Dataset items
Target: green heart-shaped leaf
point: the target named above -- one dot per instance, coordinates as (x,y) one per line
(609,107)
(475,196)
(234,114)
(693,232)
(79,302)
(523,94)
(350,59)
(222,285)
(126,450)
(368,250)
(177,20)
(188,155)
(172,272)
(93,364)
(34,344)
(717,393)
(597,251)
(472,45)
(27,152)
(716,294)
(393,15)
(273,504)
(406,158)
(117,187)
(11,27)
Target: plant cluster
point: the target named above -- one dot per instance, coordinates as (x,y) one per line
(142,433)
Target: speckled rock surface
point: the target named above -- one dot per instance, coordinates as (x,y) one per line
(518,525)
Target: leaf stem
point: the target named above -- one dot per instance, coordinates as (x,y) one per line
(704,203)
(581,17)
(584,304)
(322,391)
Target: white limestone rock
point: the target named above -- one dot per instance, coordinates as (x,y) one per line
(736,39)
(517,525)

[WHAT THE TASK ASKS]: Copy verbatim the part of the rows above that starts with the line containing "Target: speckled rock surface" and runs through the end of the rows, including both ends.

[TASK RESULT]:
Target: speckled rock surface
point: the target named above -- one dot per instance, coordinates as (x,y) one per line
(518,525)
Target: leaf stem
point: the target named above -- one dot per instance, coordinates as (x,y) one per line
(704,203)
(581,17)
(584,304)
(322,391)
Target: white limestone rock
point: the target named above -- one dot per instance, coordinates as (x,y) one per line
(736,39)
(517,525)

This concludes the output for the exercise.